EXERCISE OBJECTIVE: Give back every line of the material below that has the string "rough".

---------- RECORDS SUPPLIED ----------

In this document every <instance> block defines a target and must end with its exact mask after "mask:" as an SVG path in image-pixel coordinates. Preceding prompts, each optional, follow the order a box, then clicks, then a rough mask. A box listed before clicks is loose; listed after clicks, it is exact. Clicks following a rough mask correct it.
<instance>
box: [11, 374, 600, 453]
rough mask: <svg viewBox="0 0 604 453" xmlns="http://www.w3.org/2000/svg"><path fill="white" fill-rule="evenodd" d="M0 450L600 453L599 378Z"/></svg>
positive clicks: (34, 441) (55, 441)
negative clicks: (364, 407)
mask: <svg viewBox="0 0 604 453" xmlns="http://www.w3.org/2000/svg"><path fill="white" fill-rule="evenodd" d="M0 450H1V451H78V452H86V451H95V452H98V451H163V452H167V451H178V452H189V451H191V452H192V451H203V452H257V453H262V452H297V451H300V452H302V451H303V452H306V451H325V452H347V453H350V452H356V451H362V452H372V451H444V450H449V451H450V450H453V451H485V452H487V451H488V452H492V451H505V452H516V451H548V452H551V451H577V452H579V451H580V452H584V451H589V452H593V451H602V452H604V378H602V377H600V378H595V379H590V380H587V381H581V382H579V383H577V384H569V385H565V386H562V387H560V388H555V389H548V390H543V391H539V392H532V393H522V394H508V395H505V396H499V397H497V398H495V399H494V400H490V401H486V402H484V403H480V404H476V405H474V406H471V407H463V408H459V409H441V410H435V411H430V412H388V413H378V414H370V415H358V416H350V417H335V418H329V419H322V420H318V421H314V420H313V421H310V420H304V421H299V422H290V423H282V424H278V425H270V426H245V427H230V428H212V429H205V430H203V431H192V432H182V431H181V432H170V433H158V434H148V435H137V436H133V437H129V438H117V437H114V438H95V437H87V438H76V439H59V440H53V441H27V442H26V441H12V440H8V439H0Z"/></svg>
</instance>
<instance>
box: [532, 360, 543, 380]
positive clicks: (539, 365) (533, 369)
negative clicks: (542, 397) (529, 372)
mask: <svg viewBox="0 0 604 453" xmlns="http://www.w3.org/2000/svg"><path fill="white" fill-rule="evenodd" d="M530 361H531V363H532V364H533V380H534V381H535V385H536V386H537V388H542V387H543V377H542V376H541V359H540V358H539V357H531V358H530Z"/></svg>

----------

ANSWER SPACE:
In this document every <instance> block defines a target and must end with its exact mask after "mask:" as an SVG path in image-pixel coordinates. Preceding prompts, each optional, follow the order a box, then clicks, then a rough mask. A box listed before clicks is loose; listed after clicks, it is exact. Clicks following a rough mask correct it.
rough mask: <svg viewBox="0 0 604 453" xmlns="http://www.w3.org/2000/svg"><path fill="white" fill-rule="evenodd" d="M0 450L600 453L599 378Z"/></svg>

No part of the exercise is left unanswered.